-------- VORLIEGENDER TEXT --------
Gesetzliche Vorgaben zur Prüfung von Arzneimitteln

Autor:  Dr. med. habil. Gesche Tallen, Zuletzt geändert: 26.02.2019 https://kinderkrebsinfo.de/doi/e204178

Bevor ein neues Medikament auf den Markt beziehungsweise bei Kindern und Jugendlichen zum Einsatz kommt, müssen strenge gesetzliche Vorgaben erfüllt sein.

Die Europäische Arzneimittel-Agentur (European Medicines Agency, EMA) ist als zentrale Behörde für die Beurteilung und Überwachung von Arzneimitteln in der EU zuständig. Die EMA ist beispielsweise befugt, eine laufende klinische Studie abzubrechen, wenn sich herausstellt, dass die Verwendung eines Arzneimittels zu schädlich ist. Die zentrale Behörde in den USA, die Food and Drug Administration (FDA), führte 1977 als erstes Land zusätzlich Good-Clinical-Practice-Regeln (GCP, englisch für “Gute klinische Praxis“) ein. In Deutschland wurden die GCP-Regeln zunächst als Leitlinie umgesetzt, bevor sie zu einer verbindlichen nationalen Verordnung führten. Seit 2004 gilt in Deutschland die GCP-Verordnung (GCP-V), die bestimmte Anforderungen an die Durchführung einer Studie enthält. So ist beispielsweise vorgeschrieben, dass es einen Prüfplan für den Arzneimitteleinsatz geben muss (GCP-Kriterien). Das Arzneimittelgesetz (AMG) regelt die Prüfung von Wirksamkeit und Sicherheit von neuen Medikamenten. Erst nach seiner erfolgreichen präklinischen Prüfung darf ein Arzneimittel in der klinischen Prüfung eingesetzt werden.
-------- ERFASSTE DATEN --------
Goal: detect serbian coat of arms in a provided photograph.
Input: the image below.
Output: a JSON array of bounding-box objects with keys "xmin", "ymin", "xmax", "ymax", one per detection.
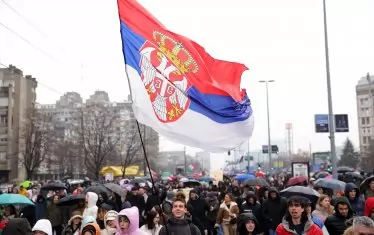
[{"xmin": 140, "ymin": 31, "xmax": 199, "ymax": 123}]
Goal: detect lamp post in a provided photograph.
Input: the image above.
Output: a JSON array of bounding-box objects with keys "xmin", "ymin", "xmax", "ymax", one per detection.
[
  {"xmin": 259, "ymin": 80, "xmax": 275, "ymax": 169},
  {"xmin": 323, "ymin": 0, "xmax": 338, "ymax": 179}
]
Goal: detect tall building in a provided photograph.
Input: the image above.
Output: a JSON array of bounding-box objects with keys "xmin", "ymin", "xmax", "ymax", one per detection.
[
  {"xmin": 36, "ymin": 91, "xmax": 159, "ymax": 179},
  {"xmin": 0, "ymin": 65, "xmax": 38, "ymax": 182},
  {"xmin": 356, "ymin": 73, "xmax": 374, "ymax": 168}
]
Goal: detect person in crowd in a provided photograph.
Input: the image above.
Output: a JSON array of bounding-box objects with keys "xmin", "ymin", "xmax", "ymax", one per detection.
[
  {"xmin": 3, "ymin": 218, "xmax": 32, "ymax": 235},
  {"xmin": 82, "ymin": 192, "xmax": 98, "ymax": 218},
  {"xmin": 237, "ymin": 213, "xmax": 262, "ymax": 235},
  {"xmin": 206, "ymin": 192, "xmax": 220, "ymax": 235},
  {"xmin": 352, "ymin": 216, "xmax": 374, "ymax": 235},
  {"xmin": 62, "ymin": 211, "xmax": 83, "ymax": 235},
  {"xmin": 276, "ymin": 196, "xmax": 323, "ymax": 235},
  {"xmin": 162, "ymin": 191, "xmax": 175, "ymax": 218},
  {"xmin": 365, "ymin": 179, "xmax": 374, "ymax": 199},
  {"xmin": 46, "ymin": 195, "xmax": 62, "ymax": 235},
  {"xmin": 187, "ymin": 189, "xmax": 209, "ymax": 234},
  {"xmin": 312, "ymin": 194, "xmax": 334, "ymax": 222},
  {"xmin": 344, "ymin": 183, "xmax": 365, "ymax": 216},
  {"xmin": 215, "ymin": 193, "xmax": 240, "ymax": 235},
  {"xmin": 32, "ymin": 219, "xmax": 53, "ymax": 235},
  {"xmin": 140, "ymin": 210, "xmax": 162, "ymax": 235},
  {"xmin": 116, "ymin": 206, "xmax": 145, "ymax": 235},
  {"xmin": 82, "ymin": 223, "xmax": 101, "ymax": 235},
  {"xmin": 325, "ymin": 197, "xmax": 353, "ymax": 235},
  {"xmin": 101, "ymin": 210, "xmax": 118, "ymax": 235},
  {"xmin": 261, "ymin": 188, "xmax": 287, "ymax": 235},
  {"xmin": 364, "ymin": 197, "xmax": 374, "ymax": 220},
  {"xmin": 159, "ymin": 198, "xmax": 201, "ymax": 235},
  {"xmin": 240, "ymin": 191, "xmax": 261, "ymax": 227}
]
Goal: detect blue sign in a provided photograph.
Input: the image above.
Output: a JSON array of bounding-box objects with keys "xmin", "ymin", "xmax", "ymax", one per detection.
[
  {"xmin": 335, "ymin": 114, "xmax": 349, "ymax": 132},
  {"xmin": 314, "ymin": 114, "xmax": 329, "ymax": 133}
]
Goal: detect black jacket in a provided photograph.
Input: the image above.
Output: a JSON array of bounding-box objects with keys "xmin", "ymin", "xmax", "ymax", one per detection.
[
  {"xmin": 325, "ymin": 197, "xmax": 353, "ymax": 235},
  {"xmin": 261, "ymin": 188, "xmax": 288, "ymax": 230}
]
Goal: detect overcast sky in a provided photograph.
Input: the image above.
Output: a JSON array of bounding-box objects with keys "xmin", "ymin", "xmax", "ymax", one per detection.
[{"xmin": 0, "ymin": 0, "xmax": 374, "ymax": 169}]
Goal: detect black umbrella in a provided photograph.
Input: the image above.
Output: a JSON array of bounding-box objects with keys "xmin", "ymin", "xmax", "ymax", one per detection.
[
  {"xmin": 42, "ymin": 182, "xmax": 67, "ymax": 190},
  {"xmin": 360, "ymin": 176, "xmax": 374, "ymax": 192},
  {"xmin": 104, "ymin": 183, "xmax": 126, "ymax": 197},
  {"xmin": 84, "ymin": 184, "xmax": 112, "ymax": 196},
  {"xmin": 314, "ymin": 178, "xmax": 345, "ymax": 190},
  {"xmin": 57, "ymin": 194, "xmax": 86, "ymax": 206},
  {"xmin": 337, "ymin": 166, "xmax": 355, "ymax": 173},
  {"xmin": 279, "ymin": 186, "xmax": 319, "ymax": 203},
  {"xmin": 243, "ymin": 178, "xmax": 269, "ymax": 187},
  {"xmin": 130, "ymin": 178, "xmax": 147, "ymax": 184},
  {"xmin": 313, "ymin": 171, "xmax": 330, "ymax": 180}
]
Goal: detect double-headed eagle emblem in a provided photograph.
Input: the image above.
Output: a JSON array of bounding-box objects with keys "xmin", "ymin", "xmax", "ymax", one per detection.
[{"xmin": 140, "ymin": 31, "xmax": 199, "ymax": 123}]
--------
• ZUR AUFGABE: Seit welchem Jahr gilt in Deutschland laut dem Text über die Prüfung von Arzneimitteln die GCP-Verordnung?

• IHRE ANTWORT: Seit 2004.